**Exercise set**
a - In the article on the ACCA, what does the organization offer contractors to attract new members?
b - Using the article on the ACCA, explain why the idea of forming the organization was put on hold in 2020.
c - Carry on the article on the ACCA from the point where it stops.
(Beginning of Source extract)
Most of the contractors who are behind the organization have been in business for some time so are putting that experience to good use in helping to spread the word, he adds.

The organization is presently focused on signing up new members of the Black community and educating them about the industry so they can become profitable contractors. To attract new members, the ACCA is offering contractors a free membership for three months so they can see what is being done.

To educate members, the organization holds monthly seminars on topics such as starting a business, procurement and job execution.

“Contractors who already have a business can show the new ones how they can grow the business by teaching members how to bid jobs, how to price jobs and how to execute jobs, and for those who want to be a general contractor, what they need in the way of education and where to go to grow their businesses,” says Callender.

The ACCA is also working towards developing an online directory of Black contractors who are available for residential projects and reaching out to businesses and institutions for potential partnership opportunities.

“But our main goal right now is to get our contractors up and going,” says Callender. “Once you get the contractors going, then we can pull in young people.”

The idea for the organization arose three years ago when a couple of contractors were in Ottawa to talk to the federal government about Black contractors. Follow-up meetings were held with contractors and the idea gathered momentum.

In early 2020, the contractors decided to take action and form the organization.

In April 2020, however, COVID-19 hit which caused uncertainty for the construction industry, so the idea was put on hold until a number of incidents last summer in which nooses were found at construction sites in Toronto.
(End of Source extract)
(Beginning of Extracted material)
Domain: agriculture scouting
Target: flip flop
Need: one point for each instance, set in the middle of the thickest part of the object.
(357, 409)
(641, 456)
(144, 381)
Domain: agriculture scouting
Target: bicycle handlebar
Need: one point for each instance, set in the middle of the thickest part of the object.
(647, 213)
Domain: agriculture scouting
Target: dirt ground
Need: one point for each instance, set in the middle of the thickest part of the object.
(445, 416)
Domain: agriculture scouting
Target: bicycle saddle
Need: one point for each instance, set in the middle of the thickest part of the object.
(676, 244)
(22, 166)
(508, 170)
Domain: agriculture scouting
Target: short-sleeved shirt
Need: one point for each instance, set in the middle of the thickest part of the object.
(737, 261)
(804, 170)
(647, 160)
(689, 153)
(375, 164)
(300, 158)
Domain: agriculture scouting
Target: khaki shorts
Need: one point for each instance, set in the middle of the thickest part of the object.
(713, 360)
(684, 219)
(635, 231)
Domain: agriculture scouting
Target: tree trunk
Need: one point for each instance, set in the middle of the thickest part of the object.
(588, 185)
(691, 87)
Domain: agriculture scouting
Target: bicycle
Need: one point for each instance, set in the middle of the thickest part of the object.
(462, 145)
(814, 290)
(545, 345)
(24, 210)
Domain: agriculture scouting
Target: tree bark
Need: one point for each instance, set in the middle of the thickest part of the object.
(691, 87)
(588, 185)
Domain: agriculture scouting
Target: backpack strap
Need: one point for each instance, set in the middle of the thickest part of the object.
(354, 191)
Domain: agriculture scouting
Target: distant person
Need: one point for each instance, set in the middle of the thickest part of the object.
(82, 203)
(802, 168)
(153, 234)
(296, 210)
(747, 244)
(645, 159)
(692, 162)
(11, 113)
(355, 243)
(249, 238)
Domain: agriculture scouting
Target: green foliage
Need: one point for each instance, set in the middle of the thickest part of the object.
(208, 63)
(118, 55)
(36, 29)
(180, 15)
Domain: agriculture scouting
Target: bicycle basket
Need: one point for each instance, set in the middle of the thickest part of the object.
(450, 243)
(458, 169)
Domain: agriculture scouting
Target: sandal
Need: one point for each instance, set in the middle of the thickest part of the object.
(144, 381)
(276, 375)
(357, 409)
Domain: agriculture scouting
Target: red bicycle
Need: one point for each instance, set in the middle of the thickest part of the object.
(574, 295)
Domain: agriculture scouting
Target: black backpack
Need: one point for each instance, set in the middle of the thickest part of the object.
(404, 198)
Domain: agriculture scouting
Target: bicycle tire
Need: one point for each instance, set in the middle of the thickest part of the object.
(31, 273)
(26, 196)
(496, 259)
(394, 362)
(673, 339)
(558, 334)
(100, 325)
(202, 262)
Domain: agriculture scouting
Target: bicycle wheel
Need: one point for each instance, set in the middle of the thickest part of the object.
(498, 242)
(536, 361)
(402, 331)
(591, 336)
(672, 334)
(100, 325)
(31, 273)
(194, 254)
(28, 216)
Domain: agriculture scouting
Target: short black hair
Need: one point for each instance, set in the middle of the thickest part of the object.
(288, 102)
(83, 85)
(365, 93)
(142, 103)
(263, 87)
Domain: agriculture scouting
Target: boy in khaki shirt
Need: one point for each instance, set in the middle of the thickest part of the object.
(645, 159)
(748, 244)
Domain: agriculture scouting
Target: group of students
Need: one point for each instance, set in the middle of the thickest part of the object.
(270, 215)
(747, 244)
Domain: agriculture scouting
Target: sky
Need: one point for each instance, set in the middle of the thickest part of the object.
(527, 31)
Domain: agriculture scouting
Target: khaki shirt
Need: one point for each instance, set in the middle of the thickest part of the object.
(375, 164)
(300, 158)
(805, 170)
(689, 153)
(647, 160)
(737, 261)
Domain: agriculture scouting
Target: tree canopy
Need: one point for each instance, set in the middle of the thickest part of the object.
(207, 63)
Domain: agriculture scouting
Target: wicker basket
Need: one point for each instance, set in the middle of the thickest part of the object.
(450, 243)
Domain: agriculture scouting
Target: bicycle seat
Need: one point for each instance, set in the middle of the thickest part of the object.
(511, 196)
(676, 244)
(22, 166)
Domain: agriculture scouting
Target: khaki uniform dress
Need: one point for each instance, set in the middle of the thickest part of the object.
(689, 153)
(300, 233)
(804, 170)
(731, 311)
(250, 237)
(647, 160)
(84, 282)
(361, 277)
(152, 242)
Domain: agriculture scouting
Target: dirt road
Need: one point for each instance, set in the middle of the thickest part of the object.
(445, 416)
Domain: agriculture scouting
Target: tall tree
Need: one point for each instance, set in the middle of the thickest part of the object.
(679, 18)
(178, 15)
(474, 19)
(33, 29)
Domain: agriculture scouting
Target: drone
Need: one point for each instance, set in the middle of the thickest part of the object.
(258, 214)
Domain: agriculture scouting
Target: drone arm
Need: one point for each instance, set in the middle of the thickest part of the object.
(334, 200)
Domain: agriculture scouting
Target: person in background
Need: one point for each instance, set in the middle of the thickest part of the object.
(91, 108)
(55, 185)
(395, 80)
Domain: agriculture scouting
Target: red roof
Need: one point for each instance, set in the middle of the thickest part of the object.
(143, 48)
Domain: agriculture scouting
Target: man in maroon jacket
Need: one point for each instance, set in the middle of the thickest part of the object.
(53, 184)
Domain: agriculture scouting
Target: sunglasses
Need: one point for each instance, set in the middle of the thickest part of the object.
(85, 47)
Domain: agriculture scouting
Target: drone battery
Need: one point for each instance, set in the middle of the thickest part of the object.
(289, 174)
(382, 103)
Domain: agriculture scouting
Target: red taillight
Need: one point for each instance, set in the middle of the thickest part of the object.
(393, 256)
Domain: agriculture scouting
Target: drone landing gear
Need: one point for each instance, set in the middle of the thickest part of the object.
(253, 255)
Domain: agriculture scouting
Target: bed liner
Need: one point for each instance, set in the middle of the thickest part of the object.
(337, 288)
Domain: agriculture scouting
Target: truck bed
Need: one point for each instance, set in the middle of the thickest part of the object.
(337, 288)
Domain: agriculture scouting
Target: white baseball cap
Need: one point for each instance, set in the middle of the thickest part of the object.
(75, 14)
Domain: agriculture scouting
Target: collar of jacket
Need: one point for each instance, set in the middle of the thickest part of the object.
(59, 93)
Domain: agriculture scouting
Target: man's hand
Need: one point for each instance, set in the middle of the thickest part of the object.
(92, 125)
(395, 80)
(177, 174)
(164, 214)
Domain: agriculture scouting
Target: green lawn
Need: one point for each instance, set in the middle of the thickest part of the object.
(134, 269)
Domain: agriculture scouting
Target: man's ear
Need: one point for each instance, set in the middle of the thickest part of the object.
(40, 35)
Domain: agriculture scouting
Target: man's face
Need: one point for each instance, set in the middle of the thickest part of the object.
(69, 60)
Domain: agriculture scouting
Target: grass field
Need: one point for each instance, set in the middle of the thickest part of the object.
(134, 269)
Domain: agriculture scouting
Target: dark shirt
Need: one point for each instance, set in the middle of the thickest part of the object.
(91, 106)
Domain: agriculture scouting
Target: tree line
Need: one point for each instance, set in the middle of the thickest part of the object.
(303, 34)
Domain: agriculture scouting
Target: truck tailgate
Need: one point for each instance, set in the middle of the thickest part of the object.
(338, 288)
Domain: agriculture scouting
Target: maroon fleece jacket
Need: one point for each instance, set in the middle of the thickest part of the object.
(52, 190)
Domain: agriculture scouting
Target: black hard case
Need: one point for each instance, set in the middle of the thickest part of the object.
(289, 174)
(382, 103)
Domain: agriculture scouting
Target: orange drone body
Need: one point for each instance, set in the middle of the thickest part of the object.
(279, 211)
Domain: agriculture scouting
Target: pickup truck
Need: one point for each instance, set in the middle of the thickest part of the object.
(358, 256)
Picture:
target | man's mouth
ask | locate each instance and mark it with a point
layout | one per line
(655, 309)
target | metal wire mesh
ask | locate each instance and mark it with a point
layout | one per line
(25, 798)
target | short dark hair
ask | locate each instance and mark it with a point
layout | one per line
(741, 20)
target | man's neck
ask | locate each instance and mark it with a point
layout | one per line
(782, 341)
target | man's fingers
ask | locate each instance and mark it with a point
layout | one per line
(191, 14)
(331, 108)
(End of Extracted material)
**Expected responses**
a - A free membership for three months.

b - In April 2020, COVID-19 hit and caused uncertainty for the construction industry, so the idea was put on hold. It stayed on hold until a number of incidents last summer in which nooses were found at construction sites in Toronto.

c -
When I started I would not put my face on my website because you would be discriminated against,

— Stephen Callender

Afro-Canadian Contractors Association


In June, two nooses were found at the Michael Garron Hospital site, another on a site at 81 Bay St., and another on a site at Regent Park. In July, a noose was found on the Eglinton Crosstown LRT project. In September, two more nooses were found on the property of the Michael Garron Hospital site.

After the incidents, the contractors decided it was time for action.

“When the nooses appeared in Toronto we said, ‘OK, we have to do something now,’ ” explains Callender.

The organization was incorporated last September and in February 2021 it was officially launched to coincide with Black History Month. The organization is currently governed by a six-member board of directors.

The organization notes that racial discrimination and a lack of racial equality permeates Canada’s construction industry and Black workers must overcome major hurdles even before they reach the construction site.

Callender, who came to Canada from Barbados in 1976, recalls when he started in the industry there were no Black contractors.

“As a matter of fact, when I started I would not put my face on my website because you would be discriminated against,” he explains.

While there will be hurdles to overcome, Callender says the organization is an important first step towards the goal.

“One of the problems is that a lot of people got disheartened many years ago by different organizations, so we are offering a free membership for three months to attract members and show them what we are doing.”

The organization has laid out some basic principles it will follow — Talent-Respect-Unified-Skilled-Trades, or TRUST — and will work to increase the presence of Black-owned construction companies and tradespeople by creating a steady pool of experienced and trained contractors in both the residential and ICI sectors.

Callender says many Black youth must overcome major hurdles even before they reach the construction site. He aims to multiply the number of Black-led projects and ensure Black workers are treated fairly and paid equally.

Many Black youth have been held back by racism and have decided to give up on their futures, says Callender.

“They are out there but they are hiding from the system, or they experienced racism and they decided to give up.”